--- DATA LINES ---

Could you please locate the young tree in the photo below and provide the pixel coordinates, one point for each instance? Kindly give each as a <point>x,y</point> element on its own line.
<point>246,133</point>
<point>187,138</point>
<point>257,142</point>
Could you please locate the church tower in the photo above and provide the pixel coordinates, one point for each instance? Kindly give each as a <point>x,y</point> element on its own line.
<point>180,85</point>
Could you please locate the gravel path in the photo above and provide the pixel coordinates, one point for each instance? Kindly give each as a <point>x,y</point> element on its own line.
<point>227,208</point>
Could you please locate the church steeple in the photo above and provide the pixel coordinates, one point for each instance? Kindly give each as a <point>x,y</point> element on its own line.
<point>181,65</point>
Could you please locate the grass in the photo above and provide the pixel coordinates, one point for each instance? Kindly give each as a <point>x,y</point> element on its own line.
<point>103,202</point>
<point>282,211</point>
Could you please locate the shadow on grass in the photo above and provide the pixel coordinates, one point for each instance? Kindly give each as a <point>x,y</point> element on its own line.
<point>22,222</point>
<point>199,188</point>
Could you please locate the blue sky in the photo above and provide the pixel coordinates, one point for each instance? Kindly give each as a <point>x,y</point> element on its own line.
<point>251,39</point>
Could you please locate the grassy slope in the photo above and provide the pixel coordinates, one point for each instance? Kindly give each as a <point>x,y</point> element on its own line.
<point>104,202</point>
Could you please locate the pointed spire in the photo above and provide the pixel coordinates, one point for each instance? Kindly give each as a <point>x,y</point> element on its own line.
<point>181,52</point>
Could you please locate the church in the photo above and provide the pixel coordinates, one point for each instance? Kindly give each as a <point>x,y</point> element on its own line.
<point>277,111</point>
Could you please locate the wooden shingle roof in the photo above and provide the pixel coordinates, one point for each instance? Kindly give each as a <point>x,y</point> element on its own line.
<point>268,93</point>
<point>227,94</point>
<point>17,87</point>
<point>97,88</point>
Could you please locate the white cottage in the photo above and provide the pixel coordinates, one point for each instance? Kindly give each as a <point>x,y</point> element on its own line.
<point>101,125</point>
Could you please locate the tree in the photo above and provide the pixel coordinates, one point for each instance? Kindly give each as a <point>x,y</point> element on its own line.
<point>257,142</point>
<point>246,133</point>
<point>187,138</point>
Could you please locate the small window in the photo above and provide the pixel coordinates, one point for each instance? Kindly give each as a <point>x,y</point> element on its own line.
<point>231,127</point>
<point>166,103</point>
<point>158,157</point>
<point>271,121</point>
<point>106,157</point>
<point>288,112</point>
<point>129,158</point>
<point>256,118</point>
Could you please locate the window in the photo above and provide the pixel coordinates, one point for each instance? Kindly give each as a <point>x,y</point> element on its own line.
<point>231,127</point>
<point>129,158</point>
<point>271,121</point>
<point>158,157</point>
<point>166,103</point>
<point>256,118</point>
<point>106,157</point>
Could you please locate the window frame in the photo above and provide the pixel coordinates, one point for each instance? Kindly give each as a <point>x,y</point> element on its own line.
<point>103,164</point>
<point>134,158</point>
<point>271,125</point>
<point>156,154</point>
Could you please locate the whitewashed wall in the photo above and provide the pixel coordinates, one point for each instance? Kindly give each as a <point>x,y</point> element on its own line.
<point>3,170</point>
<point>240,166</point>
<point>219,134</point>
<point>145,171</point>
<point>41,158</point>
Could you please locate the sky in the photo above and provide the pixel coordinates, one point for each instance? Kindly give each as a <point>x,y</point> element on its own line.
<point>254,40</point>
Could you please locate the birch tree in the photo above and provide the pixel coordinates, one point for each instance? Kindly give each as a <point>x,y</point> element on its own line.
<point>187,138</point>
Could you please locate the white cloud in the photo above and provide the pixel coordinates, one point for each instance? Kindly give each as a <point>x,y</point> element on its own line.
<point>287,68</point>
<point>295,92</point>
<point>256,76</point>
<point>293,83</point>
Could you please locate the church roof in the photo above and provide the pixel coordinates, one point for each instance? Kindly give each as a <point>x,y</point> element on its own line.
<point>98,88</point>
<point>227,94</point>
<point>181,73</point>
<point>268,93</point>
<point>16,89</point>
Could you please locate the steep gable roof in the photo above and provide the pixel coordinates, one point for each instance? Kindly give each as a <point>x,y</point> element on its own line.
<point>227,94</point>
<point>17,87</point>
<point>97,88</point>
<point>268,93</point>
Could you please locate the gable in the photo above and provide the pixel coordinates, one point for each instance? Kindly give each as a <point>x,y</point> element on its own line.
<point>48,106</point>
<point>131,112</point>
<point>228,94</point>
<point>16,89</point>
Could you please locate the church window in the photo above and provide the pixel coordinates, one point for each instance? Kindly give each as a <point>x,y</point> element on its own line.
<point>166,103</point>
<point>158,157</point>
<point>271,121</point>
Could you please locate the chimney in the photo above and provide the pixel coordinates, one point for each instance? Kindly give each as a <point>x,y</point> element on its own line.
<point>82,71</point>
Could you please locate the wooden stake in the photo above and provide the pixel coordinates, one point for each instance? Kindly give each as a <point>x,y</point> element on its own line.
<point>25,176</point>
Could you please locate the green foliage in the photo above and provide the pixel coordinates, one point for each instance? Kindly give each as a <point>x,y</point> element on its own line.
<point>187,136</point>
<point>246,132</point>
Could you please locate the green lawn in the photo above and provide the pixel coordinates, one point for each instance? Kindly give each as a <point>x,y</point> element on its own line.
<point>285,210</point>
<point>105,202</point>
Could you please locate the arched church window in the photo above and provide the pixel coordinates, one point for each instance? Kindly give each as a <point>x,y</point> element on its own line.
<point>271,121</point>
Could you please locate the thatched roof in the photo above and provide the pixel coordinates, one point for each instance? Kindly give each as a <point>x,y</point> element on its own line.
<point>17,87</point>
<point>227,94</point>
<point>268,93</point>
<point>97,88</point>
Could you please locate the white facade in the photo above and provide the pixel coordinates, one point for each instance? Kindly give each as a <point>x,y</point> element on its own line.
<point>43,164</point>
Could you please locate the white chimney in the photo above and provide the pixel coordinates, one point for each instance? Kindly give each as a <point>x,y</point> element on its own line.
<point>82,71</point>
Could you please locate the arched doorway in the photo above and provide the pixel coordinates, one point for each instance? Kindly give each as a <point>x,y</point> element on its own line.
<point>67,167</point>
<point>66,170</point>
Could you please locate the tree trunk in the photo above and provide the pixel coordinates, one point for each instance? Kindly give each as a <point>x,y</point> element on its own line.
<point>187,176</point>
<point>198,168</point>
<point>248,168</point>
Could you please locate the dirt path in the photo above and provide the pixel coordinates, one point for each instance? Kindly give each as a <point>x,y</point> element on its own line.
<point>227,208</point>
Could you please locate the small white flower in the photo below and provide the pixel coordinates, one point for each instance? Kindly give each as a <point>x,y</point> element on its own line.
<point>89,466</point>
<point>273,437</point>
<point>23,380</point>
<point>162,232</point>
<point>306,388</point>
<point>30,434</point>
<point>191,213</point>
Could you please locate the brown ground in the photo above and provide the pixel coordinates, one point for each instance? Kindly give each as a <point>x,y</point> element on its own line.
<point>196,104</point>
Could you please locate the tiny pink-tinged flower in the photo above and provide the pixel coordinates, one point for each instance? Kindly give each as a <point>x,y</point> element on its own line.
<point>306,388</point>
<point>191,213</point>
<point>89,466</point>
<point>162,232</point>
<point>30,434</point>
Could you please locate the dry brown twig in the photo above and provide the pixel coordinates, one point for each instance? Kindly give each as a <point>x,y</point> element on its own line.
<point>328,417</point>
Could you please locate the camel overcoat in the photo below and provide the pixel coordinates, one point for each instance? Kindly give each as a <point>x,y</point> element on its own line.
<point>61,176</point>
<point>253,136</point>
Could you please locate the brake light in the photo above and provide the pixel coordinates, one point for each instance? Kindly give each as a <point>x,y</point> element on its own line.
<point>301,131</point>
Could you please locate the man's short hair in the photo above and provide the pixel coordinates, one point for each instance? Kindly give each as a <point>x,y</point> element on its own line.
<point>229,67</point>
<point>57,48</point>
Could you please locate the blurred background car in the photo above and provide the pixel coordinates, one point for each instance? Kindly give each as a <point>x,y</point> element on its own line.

---

▸ **TASK TO CARRY OUT**: Rewrite everything from the line containing "Could you please locate the dry" down to the line containing "<point>328,417</point>" as a Markdown table with the columns Row and Material line. Skip any blank lines.

▸ **WRITTEN ANSWER**:
| Row | Material line |
|---|---|
| 1 | Could you please locate the dry brown twig in the photo above and provide the pixel coordinates, one point for each instance? Kindly give each as a <point>x,y</point> element on its own line. |
| 2 | <point>328,417</point> |